Stored dataset items:
• • • • • • •

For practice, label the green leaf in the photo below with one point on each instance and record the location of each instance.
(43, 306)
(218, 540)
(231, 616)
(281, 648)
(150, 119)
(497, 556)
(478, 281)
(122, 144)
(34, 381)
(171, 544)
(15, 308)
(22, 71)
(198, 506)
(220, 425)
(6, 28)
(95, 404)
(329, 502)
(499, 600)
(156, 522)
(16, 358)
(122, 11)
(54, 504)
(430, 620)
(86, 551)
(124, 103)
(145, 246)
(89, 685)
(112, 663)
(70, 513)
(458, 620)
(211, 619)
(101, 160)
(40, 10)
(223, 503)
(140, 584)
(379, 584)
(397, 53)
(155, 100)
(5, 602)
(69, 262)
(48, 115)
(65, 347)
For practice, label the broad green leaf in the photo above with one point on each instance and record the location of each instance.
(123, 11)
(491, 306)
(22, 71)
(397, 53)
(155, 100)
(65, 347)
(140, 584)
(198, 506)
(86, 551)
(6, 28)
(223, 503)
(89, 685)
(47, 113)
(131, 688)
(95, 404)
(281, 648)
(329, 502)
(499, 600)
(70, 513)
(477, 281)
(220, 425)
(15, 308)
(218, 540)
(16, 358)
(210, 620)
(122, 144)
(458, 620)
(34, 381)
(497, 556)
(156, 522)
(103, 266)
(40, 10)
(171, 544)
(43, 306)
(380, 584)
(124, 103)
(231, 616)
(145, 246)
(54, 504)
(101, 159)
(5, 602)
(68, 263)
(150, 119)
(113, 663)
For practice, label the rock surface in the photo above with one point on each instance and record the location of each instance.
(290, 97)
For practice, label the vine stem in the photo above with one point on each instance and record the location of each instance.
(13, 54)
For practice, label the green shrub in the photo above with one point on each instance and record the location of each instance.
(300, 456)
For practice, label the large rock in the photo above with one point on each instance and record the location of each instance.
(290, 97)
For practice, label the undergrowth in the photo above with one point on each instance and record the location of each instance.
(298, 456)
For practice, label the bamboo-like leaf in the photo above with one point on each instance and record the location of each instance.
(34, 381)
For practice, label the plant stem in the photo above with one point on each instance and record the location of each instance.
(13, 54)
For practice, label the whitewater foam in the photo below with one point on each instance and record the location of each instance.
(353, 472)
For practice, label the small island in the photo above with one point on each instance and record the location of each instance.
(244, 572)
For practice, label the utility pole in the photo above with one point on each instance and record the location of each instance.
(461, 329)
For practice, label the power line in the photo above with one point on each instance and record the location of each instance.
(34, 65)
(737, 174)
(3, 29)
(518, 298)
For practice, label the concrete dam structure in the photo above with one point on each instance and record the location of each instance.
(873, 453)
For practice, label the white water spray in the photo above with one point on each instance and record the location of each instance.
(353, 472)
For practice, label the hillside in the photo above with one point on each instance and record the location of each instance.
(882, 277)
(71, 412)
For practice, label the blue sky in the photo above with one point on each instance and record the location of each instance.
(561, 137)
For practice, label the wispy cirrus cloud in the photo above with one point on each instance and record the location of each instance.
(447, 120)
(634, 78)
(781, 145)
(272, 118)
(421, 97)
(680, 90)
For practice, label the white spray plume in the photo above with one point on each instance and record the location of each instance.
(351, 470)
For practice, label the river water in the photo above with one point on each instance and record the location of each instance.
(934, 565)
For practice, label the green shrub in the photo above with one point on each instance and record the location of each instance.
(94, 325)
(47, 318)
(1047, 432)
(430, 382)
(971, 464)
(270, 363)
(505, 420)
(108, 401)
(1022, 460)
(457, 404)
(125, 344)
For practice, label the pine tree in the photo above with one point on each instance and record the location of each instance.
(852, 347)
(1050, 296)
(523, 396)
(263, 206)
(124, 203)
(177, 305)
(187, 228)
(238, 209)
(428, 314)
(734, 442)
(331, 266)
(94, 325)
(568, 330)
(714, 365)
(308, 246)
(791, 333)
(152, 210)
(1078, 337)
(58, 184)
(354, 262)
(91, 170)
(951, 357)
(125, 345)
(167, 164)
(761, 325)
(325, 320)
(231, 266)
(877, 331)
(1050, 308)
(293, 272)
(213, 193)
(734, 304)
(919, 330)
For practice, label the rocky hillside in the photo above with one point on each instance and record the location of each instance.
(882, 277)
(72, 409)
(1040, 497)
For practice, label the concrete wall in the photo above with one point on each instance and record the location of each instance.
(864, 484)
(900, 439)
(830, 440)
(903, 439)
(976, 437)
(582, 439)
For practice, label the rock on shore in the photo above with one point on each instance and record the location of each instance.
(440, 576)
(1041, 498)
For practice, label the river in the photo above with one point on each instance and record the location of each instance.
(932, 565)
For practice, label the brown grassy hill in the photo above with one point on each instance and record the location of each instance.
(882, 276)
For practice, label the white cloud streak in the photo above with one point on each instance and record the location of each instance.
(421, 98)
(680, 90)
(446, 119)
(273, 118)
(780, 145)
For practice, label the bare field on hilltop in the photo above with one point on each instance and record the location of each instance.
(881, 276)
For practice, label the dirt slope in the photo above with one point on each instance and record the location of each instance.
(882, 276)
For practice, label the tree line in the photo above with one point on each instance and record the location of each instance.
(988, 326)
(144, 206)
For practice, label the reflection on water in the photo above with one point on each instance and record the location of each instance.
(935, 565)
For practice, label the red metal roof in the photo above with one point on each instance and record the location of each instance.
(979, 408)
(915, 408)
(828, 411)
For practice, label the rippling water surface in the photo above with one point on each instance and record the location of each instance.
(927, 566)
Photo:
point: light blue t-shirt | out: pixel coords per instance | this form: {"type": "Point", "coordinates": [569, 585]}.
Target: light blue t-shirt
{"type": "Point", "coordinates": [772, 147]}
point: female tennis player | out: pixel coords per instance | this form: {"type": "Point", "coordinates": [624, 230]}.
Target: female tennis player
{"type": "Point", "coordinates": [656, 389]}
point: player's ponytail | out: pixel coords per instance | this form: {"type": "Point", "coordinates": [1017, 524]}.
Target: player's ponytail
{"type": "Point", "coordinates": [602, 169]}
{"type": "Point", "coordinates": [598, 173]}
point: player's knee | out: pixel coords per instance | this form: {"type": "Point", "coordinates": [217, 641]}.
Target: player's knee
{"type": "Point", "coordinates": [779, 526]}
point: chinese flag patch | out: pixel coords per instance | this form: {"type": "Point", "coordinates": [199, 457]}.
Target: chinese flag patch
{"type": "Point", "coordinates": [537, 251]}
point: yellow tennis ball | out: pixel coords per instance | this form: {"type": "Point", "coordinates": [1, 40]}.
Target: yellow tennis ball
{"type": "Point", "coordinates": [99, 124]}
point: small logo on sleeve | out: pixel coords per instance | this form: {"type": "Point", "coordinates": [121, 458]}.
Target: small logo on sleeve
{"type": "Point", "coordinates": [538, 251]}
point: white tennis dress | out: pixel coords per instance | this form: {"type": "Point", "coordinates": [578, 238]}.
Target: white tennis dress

• • • • • • •

THE PROBLEM:
Restate every entry exactly. Leave nothing out.

SOLUTION TO THIS PROBLEM:
For practice, label the green leaf in the photo below with one point on each instance and record the location of each instance.
(43, 306)
(218, 540)
(231, 616)
(281, 648)
(150, 119)
(497, 556)
(478, 281)
(122, 144)
(34, 381)
(171, 544)
(15, 308)
(22, 71)
(198, 506)
(220, 425)
(6, 28)
(95, 404)
(329, 502)
(499, 600)
(156, 522)
(16, 358)
(122, 11)
(54, 504)
(430, 620)
(86, 551)
(124, 103)
(145, 246)
(89, 685)
(112, 663)
(70, 513)
(458, 620)
(211, 619)
(101, 160)
(40, 10)
(223, 503)
(140, 584)
(379, 584)
(397, 53)
(155, 100)
(5, 602)
(69, 262)
(48, 115)
(65, 347)
For practice, label the broad green leaf in the photo above with one point on each instance and record the location of each instance.
(123, 11)
(491, 306)
(22, 71)
(397, 53)
(155, 100)
(65, 347)
(140, 584)
(198, 506)
(86, 551)
(6, 28)
(223, 503)
(89, 685)
(47, 113)
(131, 688)
(95, 404)
(281, 648)
(329, 502)
(499, 600)
(70, 513)
(477, 281)
(220, 425)
(15, 308)
(218, 540)
(16, 358)
(210, 620)
(122, 144)
(458, 620)
(34, 381)
(497, 556)
(156, 522)
(103, 266)
(40, 10)
(171, 544)
(43, 306)
(380, 584)
(124, 103)
(231, 616)
(145, 246)
(54, 504)
(101, 159)
(5, 602)
(68, 263)
(150, 119)
(113, 663)
For practice, label the rock surface in the photo above with one point on each instance and record the location of each instance.
(290, 97)
For practice, label the vine stem in the photo above with one point on each instance and record the location of each instance.
(13, 54)
For practice, label the green shrub in the photo above with one point on each instance and record the location of each instance.
(300, 456)
For practice, label the large rock in the photo above with one point on each instance and record the location of each instance.
(290, 97)
For practice, label the undergrowth in the photo above with one point on each instance and record the location of each instance.
(298, 456)
For practice, label the bamboo-like leaf in the photo above with one point on each instance and record the location of each instance.
(34, 381)
For practice, label the plant stem in the photo above with one point on each instance and record the location of each instance.
(13, 54)
For practice, label the whitewater foam in the photo below with one point on each instance and record the location of each instance.
(353, 472)
For practice, label the small island in the photo above with one point on each instance and record the location of each instance.
(244, 572)
For practice, label the utility pole in the photo above with one point on each instance and record the location of each instance.
(461, 329)
For practice, label the power line in the photo above with one point on each instance and record the location of each instance.
(34, 65)
(737, 174)
(3, 29)
(518, 298)
For practice, label the concrete dam structure in the photo above with one point on each instance and record the location of each instance.
(873, 453)
For practice, label the white water spray in the photo above with one point on each instance and record the location of each instance.
(353, 472)
For practice, label the hillside in the photo above with one point on each instance and record the location of each instance.
(882, 277)
(71, 412)
For practice, label the blue sky in the photo above with one point on each instance and record the location of each instance.
(561, 137)
For practice, label the wispy cirrus cloud in the photo above with one point on each instance and record the location of each instance.
(447, 120)
(634, 78)
(781, 145)
(272, 118)
(421, 97)
(680, 90)
For practice, label the white spray plume in the photo above with one point on each instance and record the location of each instance.
(351, 470)
For practice, label the river water in the photo above with one point on each instance and record the location of each instance.
(934, 565)
For practice, label the green shrub in the photo above with one point on each instance and record the location of each instance.
(94, 325)
(47, 318)
(1047, 432)
(430, 382)
(971, 464)
(270, 363)
(505, 420)
(108, 401)
(1022, 460)
(457, 404)
(125, 344)
For practice, label the pine tree in the photo above with one point on each instance and record the location of each instance.
(852, 347)
(1050, 296)
(523, 396)
(263, 206)
(124, 203)
(177, 305)
(187, 228)
(238, 209)
(428, 314)
(734, 442)
(331, 266)
(94, 325)
(568, 330)
(714, 365)
(308, 246)
(791, 333)
(152, 210)
(1078, 337)
(58, 184)
(354, 262)
(91, 170)
(951, 357)
(125, 345)
(167, 164)
(761, 325)
(325, 320)
(231, 266)
(877, 331)
(1050, 308)
(293, 272)
(213, 193)
(734, 304)
(919, 330)
For practice, label the rocky hillside in the photo above with one point on each instance and record the location of each instance.
(882, 277)
(72, 409)
(1040, 497)
For practice, label the concrete wall in the photo above with one point on each instance and record the location of each instance.
(864, 484)
(900, 439)
(830, 440)
(903, 439)
(976, 437)
(582, 439)
For practice, label the rock on shore in the photo above with one point on each instance and record the location of each instance.
(440, 576)
(1041, 498)
For practice, label the river in the photo above with one point on each instance and record the location of each instance.
(932, 565)
For practice, label the brown grassy hill in the photo above with one point on each instance and record the location of each instance.
(882, 276)
For practice, label the white cloud streak in the photo above with one point on each instance and record the location of each instance.
(421, 98)
(680, 90)
(446, 119)
(273, 118)
(780, 145)
For practice, label the bare field on hilltop in the photo above with one point on each instance and record the location of each instance.
(881, 276)
For practice, label the dirt slope in the photo above with one point on each instance and record the location of each instance.
(882, 276)
For practice, label the tree line in the photo above with one point on each instance and record the location of each instance.
(988, 326)
(144, 206)
For practice, label the reflection on water in the photo above with one point on each instance and record the location of each instance.
(935, 565)
For practice, label the red metal roof in the photo above with one point on each instance and record the location of each instance.
(979, 408)
(915, 408)
(828, 411)
For practice, label the rippling water surface in the photo above with one point on each instance and record the location of each instance.
(927, 566)
Photo:
point: light blue t-shirt | out: pixel coords per instance | this form: {"type": "Point", "coordinates": [569, 585]}.
Target: light blue t-shirt
{"type": "Point", "coordinates": [772, 147]}
point: female tennis player | out: pixel coords per instance | this form: {"type": "Point", "coordinates": [624, 230]}.
Target: female tennis player
{"type": "Point", "coordinates": [656, 389]}
point: player's ponytail | out: pixel coords per instance | this form: {"type": "Point", "coordinates": [1017, 524]}.
Target: player's ponytail
{"type": "Point", "coordinates": [602, 169]}
{"type": "Point", "coordinates": [598, 173]}
point: player's knee | out: pixel coords per instance | this form: {"type": "Point", "coordinates": [217, 641]}.
Target: player's knee
{"type": "Point", "coordinates": [779, 526]}
point: chinese flag patch | out: pixel coords per instance | this form: {"type": "Point", "coordinates": [199, 457]}.
Target: chinese flag patch
{"type": "Point", "coordinates": [537, 251]}
point: yellow tennis ball | out: pixel coords per instance | this form: {"type": "Point", "coordinates": [1, 40]}.
Target: yellow tennis ball
{"type": "Point", "coordinates": [99, 124]}
point: small logo on sleeve | out: pixel coords per instance | this form: {"type": "Point", "coordinates": [121, 458]}.
Target: small logo on sleeve
{"type": "Point", "coordinates": [538, 251]}
point: white tennis dress | out: pixel coords per instance | this form: {"type": "Point", "coordinates": [578, 238]}.
Target: white tennis dress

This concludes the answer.